→ **What needs to be done**
Taking the records line by line, how many lines contain the word "tablet"? Answer with the number only.

[Stored data]

• • • •

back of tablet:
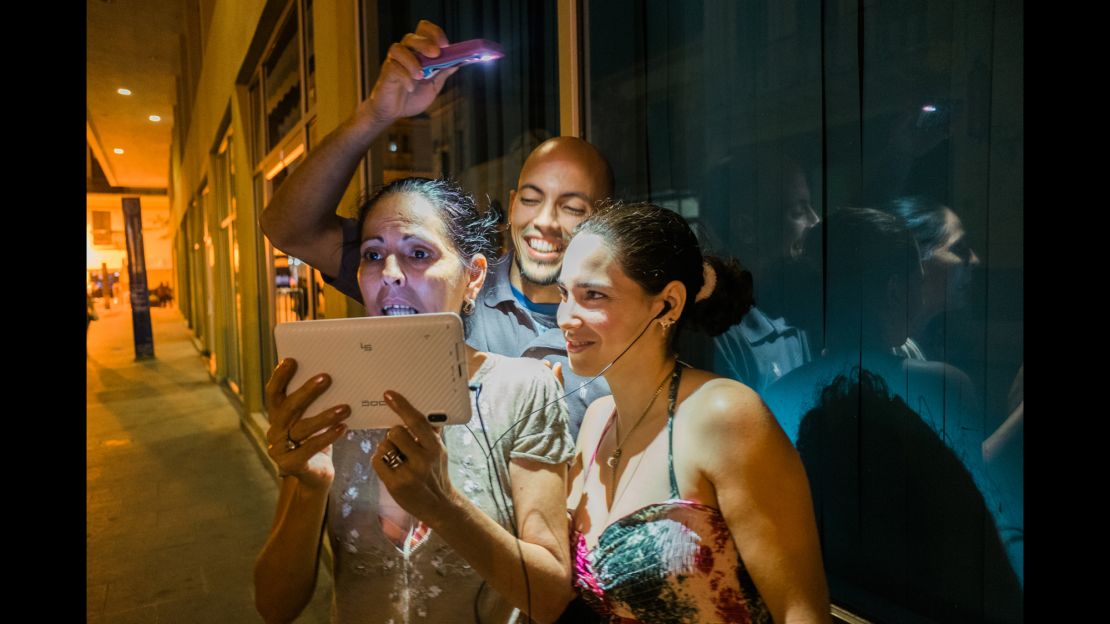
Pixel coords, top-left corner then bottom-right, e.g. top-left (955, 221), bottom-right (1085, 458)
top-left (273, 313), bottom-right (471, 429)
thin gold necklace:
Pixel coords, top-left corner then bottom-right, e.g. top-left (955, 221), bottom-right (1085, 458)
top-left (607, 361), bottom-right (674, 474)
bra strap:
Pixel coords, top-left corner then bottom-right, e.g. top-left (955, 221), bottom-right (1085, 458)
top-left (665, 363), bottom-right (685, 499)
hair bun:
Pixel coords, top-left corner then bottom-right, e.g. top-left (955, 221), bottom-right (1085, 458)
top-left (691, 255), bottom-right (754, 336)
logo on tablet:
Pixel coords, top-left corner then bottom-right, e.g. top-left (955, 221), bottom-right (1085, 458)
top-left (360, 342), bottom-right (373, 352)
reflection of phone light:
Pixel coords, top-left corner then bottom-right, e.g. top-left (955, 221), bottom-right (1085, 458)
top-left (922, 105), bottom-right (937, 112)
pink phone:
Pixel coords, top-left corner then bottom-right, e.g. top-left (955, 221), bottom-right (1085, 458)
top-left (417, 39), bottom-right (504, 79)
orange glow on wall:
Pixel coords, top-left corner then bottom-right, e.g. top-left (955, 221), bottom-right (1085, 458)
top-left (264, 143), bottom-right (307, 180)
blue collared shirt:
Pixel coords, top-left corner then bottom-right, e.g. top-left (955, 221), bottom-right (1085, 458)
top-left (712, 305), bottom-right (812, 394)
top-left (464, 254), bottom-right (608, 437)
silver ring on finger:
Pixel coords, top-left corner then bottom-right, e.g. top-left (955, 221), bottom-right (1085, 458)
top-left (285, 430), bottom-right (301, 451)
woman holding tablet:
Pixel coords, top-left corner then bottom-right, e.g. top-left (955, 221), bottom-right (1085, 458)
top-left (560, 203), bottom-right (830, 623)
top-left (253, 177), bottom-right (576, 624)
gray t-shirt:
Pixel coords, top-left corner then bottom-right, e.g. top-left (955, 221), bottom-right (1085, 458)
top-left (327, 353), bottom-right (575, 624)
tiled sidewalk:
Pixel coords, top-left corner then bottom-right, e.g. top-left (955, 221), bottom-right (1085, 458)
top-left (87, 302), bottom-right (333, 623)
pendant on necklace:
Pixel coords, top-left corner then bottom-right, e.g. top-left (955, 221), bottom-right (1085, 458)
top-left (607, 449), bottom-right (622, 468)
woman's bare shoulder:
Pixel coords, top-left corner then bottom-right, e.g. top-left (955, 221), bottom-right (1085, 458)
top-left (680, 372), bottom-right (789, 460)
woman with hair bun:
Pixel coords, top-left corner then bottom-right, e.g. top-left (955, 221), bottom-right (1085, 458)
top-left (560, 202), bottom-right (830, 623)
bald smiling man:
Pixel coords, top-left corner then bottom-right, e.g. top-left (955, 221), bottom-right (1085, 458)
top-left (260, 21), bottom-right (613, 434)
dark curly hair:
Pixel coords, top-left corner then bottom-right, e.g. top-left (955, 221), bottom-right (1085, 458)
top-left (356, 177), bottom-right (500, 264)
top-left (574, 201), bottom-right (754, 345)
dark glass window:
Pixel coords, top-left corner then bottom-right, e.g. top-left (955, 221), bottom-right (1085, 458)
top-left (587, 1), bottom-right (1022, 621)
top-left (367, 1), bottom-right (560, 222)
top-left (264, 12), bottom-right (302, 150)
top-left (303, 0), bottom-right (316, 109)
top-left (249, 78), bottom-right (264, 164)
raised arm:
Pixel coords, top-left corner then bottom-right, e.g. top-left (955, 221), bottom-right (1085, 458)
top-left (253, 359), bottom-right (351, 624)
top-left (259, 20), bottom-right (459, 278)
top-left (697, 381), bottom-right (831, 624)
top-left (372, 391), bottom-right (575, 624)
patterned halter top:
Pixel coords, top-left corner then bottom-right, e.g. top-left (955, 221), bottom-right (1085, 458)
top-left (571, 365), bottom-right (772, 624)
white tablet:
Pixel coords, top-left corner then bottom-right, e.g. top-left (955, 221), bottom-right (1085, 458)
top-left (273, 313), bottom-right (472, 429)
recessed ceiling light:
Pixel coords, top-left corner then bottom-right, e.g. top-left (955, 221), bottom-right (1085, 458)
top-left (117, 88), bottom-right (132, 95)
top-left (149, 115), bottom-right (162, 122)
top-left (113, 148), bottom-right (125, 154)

• • • •

→ **Response**
4